*What the task asks*.
Scan the entries and copy each line where the word "turbine" is present.

[Stored data entries]
____

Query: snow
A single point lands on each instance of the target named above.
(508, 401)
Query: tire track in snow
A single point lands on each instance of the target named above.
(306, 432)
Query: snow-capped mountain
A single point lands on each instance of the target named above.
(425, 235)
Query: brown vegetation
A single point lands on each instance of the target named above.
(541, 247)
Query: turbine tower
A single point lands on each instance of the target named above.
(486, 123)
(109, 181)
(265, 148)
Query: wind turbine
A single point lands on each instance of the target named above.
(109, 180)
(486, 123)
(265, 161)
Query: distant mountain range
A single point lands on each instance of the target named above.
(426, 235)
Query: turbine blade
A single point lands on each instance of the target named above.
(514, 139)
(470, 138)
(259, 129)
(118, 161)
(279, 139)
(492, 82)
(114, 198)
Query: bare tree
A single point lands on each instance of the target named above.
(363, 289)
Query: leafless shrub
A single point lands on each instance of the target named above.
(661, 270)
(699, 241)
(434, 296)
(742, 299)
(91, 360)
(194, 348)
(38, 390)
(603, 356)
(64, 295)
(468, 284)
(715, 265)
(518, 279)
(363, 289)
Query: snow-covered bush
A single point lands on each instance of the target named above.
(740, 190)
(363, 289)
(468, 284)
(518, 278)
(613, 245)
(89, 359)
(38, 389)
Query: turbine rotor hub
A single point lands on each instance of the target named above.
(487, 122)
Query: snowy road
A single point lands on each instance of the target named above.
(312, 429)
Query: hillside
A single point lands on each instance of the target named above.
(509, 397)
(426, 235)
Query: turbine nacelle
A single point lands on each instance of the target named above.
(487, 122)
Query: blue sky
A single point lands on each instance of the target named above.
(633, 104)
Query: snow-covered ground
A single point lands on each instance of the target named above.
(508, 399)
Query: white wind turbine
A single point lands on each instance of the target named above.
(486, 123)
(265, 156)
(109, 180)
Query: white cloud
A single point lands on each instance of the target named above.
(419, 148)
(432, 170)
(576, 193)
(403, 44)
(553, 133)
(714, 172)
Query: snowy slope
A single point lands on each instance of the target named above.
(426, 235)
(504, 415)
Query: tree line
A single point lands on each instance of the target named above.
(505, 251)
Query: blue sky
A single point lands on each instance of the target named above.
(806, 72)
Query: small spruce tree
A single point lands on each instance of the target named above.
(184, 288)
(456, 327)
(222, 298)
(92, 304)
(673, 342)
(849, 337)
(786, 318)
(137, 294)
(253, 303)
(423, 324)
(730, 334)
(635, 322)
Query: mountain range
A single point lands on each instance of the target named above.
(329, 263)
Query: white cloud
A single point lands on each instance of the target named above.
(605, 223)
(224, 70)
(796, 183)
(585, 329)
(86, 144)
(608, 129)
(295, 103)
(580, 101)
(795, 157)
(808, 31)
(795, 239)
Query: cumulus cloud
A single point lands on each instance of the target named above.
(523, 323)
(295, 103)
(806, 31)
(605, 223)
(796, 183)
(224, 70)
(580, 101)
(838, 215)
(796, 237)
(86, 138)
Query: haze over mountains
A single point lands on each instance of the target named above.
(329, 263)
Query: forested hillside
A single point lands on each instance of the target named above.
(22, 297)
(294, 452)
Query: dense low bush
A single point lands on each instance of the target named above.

____

*Result for this exercise*.
Query: turbine tower
Query: wind turbine
Query: turbine blade
Query: turbine rotor hub
Query: turbine nacelle
Query: white wind turbine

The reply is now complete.